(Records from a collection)
=======

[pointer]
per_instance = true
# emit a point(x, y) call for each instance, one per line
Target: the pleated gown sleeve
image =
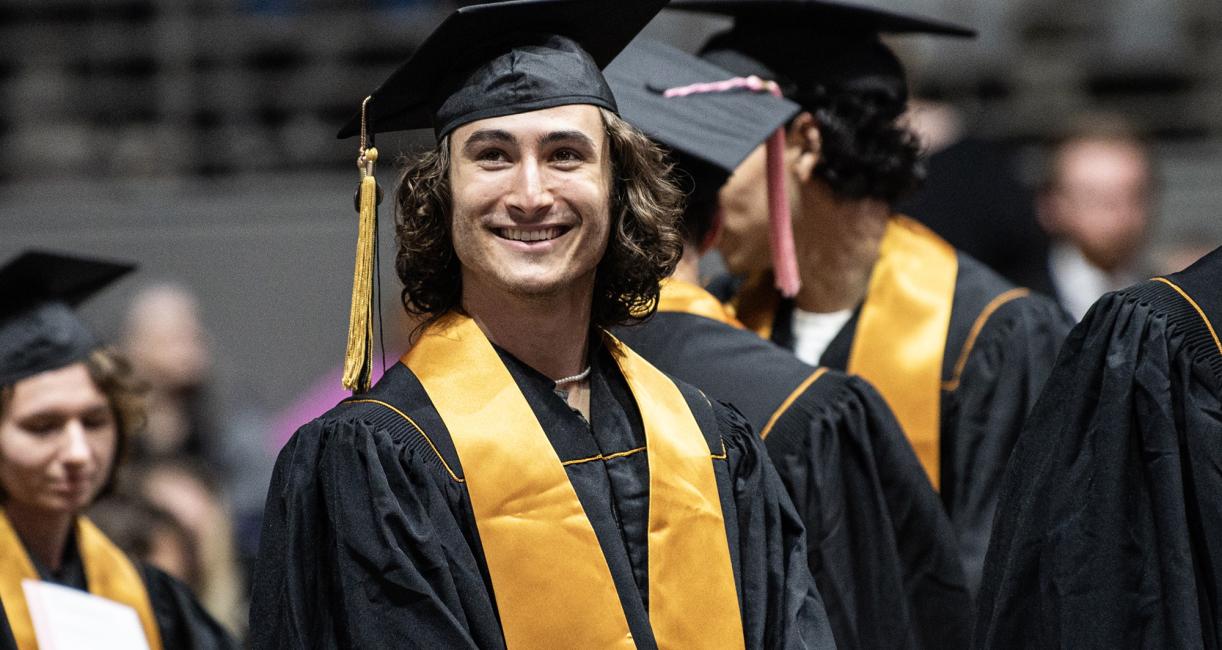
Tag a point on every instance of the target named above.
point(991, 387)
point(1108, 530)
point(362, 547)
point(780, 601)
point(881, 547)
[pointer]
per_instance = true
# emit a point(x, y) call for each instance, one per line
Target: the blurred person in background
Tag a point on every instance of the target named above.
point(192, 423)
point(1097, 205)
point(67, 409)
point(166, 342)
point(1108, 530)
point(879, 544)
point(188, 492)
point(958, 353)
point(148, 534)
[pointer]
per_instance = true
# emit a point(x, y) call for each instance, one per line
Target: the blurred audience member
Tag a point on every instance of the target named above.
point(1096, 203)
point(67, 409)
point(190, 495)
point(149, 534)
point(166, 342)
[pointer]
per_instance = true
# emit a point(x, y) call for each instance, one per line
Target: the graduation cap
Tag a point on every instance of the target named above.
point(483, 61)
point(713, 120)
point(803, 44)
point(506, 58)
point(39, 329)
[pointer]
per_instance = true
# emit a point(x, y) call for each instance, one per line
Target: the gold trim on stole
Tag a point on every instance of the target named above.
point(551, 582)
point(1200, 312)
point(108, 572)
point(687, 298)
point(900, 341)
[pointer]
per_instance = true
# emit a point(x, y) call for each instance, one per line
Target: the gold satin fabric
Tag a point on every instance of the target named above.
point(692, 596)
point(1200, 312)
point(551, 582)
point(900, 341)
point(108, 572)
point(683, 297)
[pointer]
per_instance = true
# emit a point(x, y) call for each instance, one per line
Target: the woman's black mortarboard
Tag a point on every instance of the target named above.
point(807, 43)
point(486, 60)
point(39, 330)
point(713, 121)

=======

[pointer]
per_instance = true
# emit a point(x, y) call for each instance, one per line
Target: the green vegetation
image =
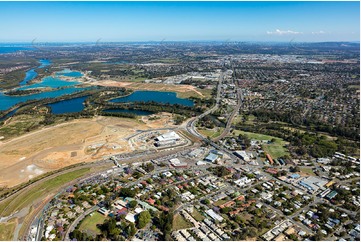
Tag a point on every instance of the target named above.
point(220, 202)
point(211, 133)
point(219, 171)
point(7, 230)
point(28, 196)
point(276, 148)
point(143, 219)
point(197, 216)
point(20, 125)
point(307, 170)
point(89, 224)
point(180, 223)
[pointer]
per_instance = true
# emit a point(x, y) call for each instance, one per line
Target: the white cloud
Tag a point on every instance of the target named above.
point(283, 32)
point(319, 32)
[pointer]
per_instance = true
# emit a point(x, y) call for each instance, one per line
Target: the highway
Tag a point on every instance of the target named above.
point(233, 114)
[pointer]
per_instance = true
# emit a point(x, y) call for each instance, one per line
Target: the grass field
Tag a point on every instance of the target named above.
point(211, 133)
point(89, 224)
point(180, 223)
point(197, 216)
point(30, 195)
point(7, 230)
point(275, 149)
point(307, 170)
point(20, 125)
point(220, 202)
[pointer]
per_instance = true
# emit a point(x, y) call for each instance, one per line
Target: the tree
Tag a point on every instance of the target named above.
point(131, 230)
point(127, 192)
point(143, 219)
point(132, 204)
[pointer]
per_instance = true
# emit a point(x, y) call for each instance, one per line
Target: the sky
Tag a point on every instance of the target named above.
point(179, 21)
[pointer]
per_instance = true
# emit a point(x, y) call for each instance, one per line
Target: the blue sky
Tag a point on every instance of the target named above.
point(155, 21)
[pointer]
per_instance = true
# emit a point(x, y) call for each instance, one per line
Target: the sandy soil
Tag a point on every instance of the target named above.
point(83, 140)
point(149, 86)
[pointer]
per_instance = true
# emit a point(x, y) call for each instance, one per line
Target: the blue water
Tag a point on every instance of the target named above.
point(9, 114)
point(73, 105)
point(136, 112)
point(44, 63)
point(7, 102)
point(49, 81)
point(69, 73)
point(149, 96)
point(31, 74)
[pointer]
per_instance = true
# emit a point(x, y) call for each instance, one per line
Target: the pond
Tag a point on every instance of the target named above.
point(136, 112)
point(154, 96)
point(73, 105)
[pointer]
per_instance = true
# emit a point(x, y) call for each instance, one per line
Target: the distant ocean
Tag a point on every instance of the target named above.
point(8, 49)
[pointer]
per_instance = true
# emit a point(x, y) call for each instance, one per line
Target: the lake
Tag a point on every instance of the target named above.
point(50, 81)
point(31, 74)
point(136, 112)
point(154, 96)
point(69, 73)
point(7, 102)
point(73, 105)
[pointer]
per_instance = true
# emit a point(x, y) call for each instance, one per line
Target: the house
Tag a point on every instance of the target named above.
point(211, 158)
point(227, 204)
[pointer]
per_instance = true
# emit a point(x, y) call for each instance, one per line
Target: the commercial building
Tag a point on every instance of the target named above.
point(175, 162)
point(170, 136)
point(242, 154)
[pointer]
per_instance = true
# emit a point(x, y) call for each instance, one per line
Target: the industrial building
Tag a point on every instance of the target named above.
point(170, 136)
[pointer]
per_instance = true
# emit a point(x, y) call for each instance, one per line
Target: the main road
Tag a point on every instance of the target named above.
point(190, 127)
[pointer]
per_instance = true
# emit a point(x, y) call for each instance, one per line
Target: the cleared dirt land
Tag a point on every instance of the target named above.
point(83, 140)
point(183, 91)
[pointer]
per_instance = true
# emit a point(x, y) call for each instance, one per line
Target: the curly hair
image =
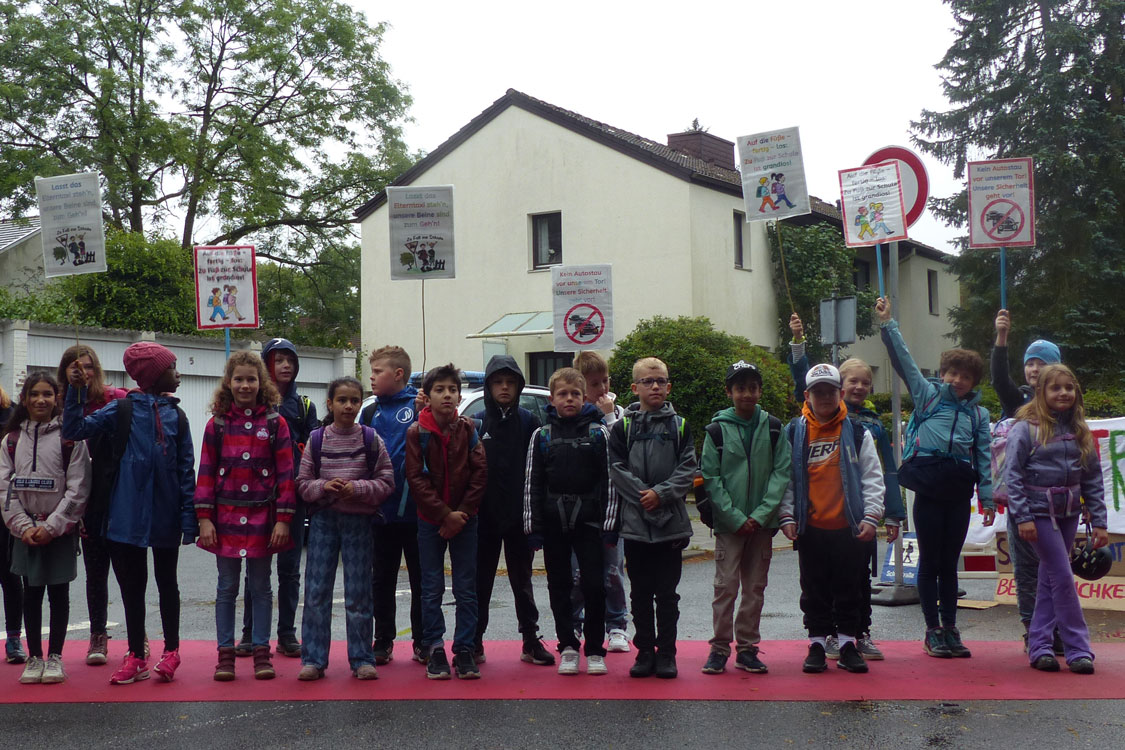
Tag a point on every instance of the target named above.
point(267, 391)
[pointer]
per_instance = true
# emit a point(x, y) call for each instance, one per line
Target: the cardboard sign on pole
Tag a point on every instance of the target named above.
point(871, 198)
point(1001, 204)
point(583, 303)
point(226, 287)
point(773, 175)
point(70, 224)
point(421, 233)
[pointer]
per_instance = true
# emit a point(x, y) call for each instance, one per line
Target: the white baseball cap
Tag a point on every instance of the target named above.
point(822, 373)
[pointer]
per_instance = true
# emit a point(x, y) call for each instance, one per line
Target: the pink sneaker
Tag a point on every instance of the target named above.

=======

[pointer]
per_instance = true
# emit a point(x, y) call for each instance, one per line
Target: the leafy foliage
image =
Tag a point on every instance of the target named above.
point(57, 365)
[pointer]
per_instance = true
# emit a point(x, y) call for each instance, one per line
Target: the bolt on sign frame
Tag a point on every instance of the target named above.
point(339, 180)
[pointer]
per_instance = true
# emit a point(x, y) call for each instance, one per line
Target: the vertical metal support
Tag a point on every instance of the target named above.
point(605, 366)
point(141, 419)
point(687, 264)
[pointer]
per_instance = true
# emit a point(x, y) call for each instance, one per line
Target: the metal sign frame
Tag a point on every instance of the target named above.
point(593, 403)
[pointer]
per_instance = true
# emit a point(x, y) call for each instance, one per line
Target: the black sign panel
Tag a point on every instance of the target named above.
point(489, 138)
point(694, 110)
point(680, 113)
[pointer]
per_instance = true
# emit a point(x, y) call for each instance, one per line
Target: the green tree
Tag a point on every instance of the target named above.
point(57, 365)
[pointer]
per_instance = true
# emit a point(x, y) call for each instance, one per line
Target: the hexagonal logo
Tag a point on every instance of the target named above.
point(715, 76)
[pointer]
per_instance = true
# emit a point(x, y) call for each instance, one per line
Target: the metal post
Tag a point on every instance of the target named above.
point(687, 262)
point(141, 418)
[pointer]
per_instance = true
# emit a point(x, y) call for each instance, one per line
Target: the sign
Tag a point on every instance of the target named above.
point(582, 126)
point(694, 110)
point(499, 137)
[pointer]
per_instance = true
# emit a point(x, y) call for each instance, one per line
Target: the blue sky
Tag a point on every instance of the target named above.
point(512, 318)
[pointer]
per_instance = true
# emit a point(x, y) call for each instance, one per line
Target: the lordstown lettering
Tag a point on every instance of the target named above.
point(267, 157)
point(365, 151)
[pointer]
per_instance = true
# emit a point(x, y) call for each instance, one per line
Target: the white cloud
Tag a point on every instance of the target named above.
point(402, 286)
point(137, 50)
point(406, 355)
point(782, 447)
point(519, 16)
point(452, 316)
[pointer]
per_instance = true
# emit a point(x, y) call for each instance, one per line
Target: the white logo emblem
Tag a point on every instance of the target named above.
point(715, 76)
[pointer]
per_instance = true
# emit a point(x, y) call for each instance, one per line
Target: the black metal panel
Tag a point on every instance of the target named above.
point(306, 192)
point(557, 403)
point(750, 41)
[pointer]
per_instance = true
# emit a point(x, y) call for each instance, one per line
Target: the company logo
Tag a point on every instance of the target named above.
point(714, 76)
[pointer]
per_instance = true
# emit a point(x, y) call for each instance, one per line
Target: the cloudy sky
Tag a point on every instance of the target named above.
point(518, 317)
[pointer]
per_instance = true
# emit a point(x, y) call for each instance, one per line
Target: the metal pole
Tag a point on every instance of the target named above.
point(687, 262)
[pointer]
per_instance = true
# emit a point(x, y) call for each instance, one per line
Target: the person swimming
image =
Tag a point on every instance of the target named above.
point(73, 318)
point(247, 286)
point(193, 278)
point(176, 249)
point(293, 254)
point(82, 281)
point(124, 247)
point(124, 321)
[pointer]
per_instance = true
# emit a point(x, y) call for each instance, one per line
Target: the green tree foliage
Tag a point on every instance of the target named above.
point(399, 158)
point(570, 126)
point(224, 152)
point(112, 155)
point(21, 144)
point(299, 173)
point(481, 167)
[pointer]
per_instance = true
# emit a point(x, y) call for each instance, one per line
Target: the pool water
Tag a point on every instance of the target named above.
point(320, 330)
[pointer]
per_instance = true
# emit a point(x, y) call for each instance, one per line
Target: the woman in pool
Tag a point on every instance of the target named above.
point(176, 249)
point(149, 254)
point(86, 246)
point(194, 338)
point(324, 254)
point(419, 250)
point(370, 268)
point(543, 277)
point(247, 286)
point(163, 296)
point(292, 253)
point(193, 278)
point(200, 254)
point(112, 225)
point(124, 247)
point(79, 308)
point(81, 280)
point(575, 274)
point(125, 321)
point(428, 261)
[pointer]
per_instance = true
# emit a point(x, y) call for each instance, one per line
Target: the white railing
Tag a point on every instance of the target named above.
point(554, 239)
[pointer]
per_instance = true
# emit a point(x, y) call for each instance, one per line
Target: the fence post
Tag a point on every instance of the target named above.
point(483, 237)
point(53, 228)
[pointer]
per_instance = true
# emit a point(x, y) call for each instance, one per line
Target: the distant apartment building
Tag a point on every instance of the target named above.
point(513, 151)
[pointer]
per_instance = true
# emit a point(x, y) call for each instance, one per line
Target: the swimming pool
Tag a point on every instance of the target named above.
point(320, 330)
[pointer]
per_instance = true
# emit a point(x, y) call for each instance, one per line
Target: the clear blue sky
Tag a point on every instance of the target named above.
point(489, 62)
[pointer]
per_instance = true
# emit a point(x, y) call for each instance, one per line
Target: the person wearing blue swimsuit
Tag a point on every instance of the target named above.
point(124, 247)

=======

-- What you will do --
Identify every line in the items above that contains the word "water", and copy each of those lines. Case counts.

-- Answer to this problem --
Target: the blue water
Target: the pool water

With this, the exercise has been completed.